_WHAT YOU SHOULD DO_:
Which lines in the material below contain the word "patch"? Copy each of them.

_DATA IN THIS EXERCISE_:
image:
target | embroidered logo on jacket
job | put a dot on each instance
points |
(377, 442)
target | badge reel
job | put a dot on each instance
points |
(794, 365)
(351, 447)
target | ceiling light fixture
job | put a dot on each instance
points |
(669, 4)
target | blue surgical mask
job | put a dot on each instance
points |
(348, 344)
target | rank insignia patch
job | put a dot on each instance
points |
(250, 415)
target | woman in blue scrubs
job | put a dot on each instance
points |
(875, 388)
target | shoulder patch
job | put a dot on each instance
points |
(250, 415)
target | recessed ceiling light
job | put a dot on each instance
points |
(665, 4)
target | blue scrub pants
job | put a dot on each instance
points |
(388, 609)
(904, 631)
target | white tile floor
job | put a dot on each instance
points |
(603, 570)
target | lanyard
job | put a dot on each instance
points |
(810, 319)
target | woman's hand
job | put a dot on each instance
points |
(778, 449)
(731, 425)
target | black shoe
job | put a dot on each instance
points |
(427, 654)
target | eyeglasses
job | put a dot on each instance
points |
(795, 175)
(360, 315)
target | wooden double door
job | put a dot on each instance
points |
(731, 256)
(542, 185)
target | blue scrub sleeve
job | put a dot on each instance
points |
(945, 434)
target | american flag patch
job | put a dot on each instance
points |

_SOLUTION BELOW_:
target | rank insignia patch
target | shoulder patch
target | american flag patch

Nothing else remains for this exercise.